:: EXTRACTED TEXT ::
....

NewQuest Capital Partners is Asia’s first private equity (PE) fund with a focus on secondary transactions. The fund, which buys portfolios from existing investors, has so far secured four deals in India. In the current situation, where PE exits through initial public offerings and strategic sales seem difficult, NewQuest plans to later reap a windfall by signing more secondary deals. Amit Gupta, partner and chief operating officer of NewQuest Group, speaks to Reghu Balakrishnan on the secondary deal market, as well as its plans in India. Edited excerpts:

What’s NewQuest’s operation model?
NewQuest helps financial investors with customised liquidity solutions. We buy either single or pools of assets from current owners. This helps the sellers manage their portfolios effectively and at the same time drives liquidity for their LPs (limited partners). We then partner with investee companies to help them achieve their business plans and provide follow-up investments as and when appropriate.

What’s the difference between NewQuest and other funds that do secondary deals?
We are the only pan-Asian direct secondary player operating today. Most funds active in the secondary space in the region are fund of funds. Unlike the fund of funds, we do not buy secondary LP stakes but purchase direct positions from current managers. In fact, we often complement fund of funds offerings, as those operating in the secondary space generally need a GP (general partner) like us to manage positions for them.

....

:: Object pointing dataset rows ::
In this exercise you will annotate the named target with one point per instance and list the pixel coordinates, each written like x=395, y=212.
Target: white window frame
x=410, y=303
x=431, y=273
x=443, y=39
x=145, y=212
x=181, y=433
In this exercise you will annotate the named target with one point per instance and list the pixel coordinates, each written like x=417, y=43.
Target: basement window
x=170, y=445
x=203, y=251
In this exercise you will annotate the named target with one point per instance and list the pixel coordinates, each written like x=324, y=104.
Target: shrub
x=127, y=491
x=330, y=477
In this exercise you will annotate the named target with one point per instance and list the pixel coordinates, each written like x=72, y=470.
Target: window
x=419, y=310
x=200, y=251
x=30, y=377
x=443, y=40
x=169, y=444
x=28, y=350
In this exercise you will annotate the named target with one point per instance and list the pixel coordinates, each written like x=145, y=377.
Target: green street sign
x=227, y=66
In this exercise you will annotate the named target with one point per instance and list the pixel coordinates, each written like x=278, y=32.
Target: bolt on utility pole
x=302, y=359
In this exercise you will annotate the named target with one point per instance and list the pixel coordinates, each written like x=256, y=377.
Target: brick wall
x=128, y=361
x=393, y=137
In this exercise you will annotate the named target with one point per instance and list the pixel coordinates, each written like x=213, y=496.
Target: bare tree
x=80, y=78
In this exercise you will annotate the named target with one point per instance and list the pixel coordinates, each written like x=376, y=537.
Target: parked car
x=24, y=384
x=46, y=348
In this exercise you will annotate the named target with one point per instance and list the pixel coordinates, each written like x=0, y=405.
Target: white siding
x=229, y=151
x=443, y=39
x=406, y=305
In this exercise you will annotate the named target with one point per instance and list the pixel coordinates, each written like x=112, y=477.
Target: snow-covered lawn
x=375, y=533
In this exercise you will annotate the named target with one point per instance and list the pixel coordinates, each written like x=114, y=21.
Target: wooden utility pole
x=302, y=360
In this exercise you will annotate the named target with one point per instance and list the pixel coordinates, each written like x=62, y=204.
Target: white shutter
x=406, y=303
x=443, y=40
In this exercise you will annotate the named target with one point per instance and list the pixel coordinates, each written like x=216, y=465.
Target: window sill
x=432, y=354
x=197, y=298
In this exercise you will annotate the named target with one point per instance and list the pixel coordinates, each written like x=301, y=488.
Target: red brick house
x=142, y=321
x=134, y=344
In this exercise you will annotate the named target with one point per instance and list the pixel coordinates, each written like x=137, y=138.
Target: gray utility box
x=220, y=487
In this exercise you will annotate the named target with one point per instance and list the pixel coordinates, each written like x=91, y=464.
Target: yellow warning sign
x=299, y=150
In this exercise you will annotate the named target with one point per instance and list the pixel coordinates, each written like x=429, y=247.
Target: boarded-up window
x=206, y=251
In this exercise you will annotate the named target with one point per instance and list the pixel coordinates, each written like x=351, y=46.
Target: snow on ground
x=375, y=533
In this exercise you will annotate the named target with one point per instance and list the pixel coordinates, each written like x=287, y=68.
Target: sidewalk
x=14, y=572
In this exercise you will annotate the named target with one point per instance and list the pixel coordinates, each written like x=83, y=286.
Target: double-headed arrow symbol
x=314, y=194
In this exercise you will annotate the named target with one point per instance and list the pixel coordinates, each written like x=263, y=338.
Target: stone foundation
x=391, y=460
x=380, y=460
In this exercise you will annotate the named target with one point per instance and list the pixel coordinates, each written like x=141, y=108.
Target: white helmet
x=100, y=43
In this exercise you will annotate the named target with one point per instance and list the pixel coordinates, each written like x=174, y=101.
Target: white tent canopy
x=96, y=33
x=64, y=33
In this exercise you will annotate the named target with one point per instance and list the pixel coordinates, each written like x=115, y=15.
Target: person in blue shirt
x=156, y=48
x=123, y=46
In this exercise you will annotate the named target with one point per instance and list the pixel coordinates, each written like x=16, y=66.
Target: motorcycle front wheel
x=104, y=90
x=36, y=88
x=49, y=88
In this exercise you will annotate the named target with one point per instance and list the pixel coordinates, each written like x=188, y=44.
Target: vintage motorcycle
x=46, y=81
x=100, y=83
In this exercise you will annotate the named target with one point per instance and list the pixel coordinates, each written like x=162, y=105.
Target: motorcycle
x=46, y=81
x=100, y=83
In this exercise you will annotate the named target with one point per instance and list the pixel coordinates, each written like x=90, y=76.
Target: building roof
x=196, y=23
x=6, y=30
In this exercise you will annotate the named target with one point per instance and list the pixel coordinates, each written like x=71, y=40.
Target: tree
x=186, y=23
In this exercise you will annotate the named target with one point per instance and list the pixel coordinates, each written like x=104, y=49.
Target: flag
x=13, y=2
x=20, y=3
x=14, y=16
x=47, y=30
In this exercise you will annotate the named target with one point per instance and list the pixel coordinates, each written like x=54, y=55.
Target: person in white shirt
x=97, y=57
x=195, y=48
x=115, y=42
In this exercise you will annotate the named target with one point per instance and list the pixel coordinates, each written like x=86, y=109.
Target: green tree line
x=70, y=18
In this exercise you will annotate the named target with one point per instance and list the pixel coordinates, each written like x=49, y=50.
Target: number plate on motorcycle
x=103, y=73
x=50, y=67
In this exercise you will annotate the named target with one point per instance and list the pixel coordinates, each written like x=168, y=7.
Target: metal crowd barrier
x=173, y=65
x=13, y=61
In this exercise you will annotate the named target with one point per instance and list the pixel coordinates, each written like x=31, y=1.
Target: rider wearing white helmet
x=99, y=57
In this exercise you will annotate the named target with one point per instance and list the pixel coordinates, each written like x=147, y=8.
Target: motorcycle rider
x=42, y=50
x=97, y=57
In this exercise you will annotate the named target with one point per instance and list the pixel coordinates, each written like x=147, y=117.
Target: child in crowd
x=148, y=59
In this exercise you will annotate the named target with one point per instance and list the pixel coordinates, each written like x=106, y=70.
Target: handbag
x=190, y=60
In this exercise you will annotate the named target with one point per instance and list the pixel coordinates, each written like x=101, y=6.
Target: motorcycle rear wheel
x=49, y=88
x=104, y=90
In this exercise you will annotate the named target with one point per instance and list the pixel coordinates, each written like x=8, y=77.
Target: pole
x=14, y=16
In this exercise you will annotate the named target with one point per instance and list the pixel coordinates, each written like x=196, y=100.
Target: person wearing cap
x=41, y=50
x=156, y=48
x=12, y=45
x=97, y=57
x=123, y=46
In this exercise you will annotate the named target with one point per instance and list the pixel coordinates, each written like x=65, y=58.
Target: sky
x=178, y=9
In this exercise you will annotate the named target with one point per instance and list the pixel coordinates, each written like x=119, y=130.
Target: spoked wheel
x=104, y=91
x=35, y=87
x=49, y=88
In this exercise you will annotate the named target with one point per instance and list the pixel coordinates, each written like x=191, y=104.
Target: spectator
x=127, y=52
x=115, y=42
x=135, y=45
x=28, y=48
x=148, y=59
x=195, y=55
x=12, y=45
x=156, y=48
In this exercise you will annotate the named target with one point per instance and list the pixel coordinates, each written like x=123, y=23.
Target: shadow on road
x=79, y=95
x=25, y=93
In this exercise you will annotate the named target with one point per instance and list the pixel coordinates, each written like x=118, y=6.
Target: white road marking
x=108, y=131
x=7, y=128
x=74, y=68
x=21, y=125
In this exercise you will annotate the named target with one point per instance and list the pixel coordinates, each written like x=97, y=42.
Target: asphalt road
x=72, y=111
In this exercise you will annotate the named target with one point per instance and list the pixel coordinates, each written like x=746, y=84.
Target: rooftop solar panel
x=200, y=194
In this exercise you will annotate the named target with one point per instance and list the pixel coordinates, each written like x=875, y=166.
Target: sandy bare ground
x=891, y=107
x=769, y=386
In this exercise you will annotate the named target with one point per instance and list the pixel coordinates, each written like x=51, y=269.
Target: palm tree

....

:: THE TASKS ::
(a) According to the NewQuest interview, how many deals has the fund secured in India so far?
(b) Rewrite the part of the NewQuest interview that begins at "NewQuest Capital Partners" and stops after "NewQuest’s operation model?", changing "India" to "China".
Rely only on the NewQuest interview to complete the tasks.

:: EXERCISE RESPONSES ::
(a) Four deals.

(b)
NewQuest Capital Partners is Asia’s first private equity (PE) fund with a focus on secondary transactions. The fund, which buys portfolios from existing investors, has so far secured four deals in China. In the current situation, where PE exits through initial public offerings and strategic sales seem difficult, NewQuest plans to later reap a windfall by signing more secondary deals. Amit Gupta, partner and chief operating officer of NewQuest Group, speaks to Reghu Balakrishnan on the secondary deal market, as well as its plans in China. Edited excerpts:

What’s NewQuest’s operation model?